Provided text:
Last year at this time, uncertainty was the overriding theme and it plagued the market. The industrial market had posted just one quarter of positive absorption, and it was unclear whether that was a one-time burst in activity or a sign that tenants were more optimistic and the industrial market was beginning to turn a corner. Now we can see that tenant demand for industrial space has been sustained for more than a year, vacancy is tightening, and rents are stabilizing. We are also seeing headline-making announcements from companies such as Amazon and First Solar that not only improve the numbers, but also renew confidence in the market as a whole.

The office market has been slower to bounce back, but it is far more stable today than it was a year ago. A year ago, we were averaging negative net absorption of more than 500,000 SF per quarter, and the vacancy rate was shooting higher. While absorption has been mixed in recent quarters — up one quarter, down the next — the overall vacancy trend is essentially flat. The market hasn’t necessarily started to improve, but it’s no longer in free fall. We’re forecasting slightly positive absorption in the second half of 2011 and then positive absorption of nearly 1 MSF in 2012. We think rents will likely tick lower through the remainder of this year, because the high availability of space will continue to create competition in the marketplace.

MC: Activity is up, but it is still the quintessential “tale of two tenants.” National companies with 200,000 SF+ warehouse requirements are in the market. And, there are definitely more of those types of requirements (including build-to-suits) in the market today than there were last year at this time.

When looking, however, at say deals in the 5,000 SF to 20,000 SF range, there has been an increase in activity, but the regional and local tenants who comprise a large portion of that market segment are still facing a lot of challenges, such as difficulty obtaining financing, and economic uncertainty. These challenges result in a constraint on their ability to expand and the lack of confidence needed to make long term real estate decisions, which is why we are still seeing a number of these tenants in the smaller size ranges wanting only short-term extensions in their current spaces.

TH: I sense that we are now a local real estate industry made up of survivors. The attrition of firms is over for the most part. Those remaining have right sized for this “new normal” that we find ourselves in. Companies in our business have had to make changes in their business plans and doing activities that they did not anticipate 4 to 5 years ago. I think that this transformation has completed where a year ago it was still finding itself.

Q: How would you compare our Metro Phoenix commercial real state market to other major markets throughout the Western U.S.?

Instructions to follow:
Write the next part of the Phoenix commercial real estate interview, starting right after its last line.

Source excerpt:
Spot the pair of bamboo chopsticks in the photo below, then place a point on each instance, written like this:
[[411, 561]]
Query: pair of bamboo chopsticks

Task result:
BM: At present, the characteristic that best describes the Phoenix commercial real estate market is the vacancy rate, which is among the highest, if not the highest of the major markets in the Western U.S. In the period immediately preceding the recession, development in Phoenix was fairly active, and when the economy cratered and companies slashed payrolls, there was a significant supply/demand imbalance.

The difference between Phoenix and the major California markets — where employment losses were nearly as dramatic as losses here — is that those markets didn’t have nearly as much speculative construction in the pipeline. As a result, vacancies rose in California, but not to the heights that they rose in Phoenix.

The other state that makes for an interesting comparison is Texas, where development has historically been quite active — just like Phoenix. The primary difference between Phoenix and the major Texas markets in the recession and thus far in the recovery is that the Texas markets weren’t hit nearly as hard by job losses during the downturn and the state has led the way with job gains during the recovery.

Looking ahead, the picture brightens significantly. Most forecasts call for Phoenix to rebound favorably once the economic recovery really gains traction nationally. Long-term forecasts call for annual population and employment gains in the 2.5% range, which should be similar to the major Texas markets and far outpace the California markets. This anticipated expansion is the primary source of optimism in the Phoenix market — now we’re just waiting for it to happen.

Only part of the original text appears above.